> **INFORMATION SHOWN**
|---|

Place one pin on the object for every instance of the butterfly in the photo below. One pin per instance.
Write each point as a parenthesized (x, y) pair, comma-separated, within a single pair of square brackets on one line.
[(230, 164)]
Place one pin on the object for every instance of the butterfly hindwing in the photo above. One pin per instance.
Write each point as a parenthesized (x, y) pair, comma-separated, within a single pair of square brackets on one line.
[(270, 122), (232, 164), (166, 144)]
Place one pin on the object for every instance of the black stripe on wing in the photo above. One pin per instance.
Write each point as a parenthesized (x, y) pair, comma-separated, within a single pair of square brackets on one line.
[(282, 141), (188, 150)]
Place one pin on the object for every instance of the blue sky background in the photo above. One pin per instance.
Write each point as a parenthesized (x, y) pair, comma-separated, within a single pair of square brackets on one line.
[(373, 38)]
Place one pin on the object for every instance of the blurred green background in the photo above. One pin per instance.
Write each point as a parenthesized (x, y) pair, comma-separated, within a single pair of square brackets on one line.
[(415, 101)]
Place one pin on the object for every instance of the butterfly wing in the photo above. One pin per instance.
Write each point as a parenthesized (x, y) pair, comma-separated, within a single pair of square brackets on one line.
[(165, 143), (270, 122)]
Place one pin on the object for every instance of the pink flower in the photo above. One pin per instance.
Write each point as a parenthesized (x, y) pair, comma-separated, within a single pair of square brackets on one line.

|---|

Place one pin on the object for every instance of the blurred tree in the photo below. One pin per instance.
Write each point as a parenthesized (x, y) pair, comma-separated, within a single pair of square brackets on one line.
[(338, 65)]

|---|

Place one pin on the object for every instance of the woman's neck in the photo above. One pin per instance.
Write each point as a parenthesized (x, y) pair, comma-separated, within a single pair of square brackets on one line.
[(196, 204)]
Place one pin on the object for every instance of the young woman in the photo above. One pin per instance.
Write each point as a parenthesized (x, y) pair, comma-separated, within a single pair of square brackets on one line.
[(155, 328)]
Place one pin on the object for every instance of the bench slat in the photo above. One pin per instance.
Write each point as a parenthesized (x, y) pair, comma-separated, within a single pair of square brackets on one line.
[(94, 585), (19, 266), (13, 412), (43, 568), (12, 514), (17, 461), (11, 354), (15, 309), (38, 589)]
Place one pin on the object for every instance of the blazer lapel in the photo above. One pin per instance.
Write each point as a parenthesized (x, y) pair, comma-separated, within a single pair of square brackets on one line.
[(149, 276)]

|---|

> **BRIEF**
Scan the data above for the word "below". Copy every line in which it is found.

> **WORKED SOLUTION**
Place one pin on the object for every instance of the butterfly in the photo below. One pin per instance.
Place one pin on the object for every instance of the blurred tree in the photo below. One pin per instance.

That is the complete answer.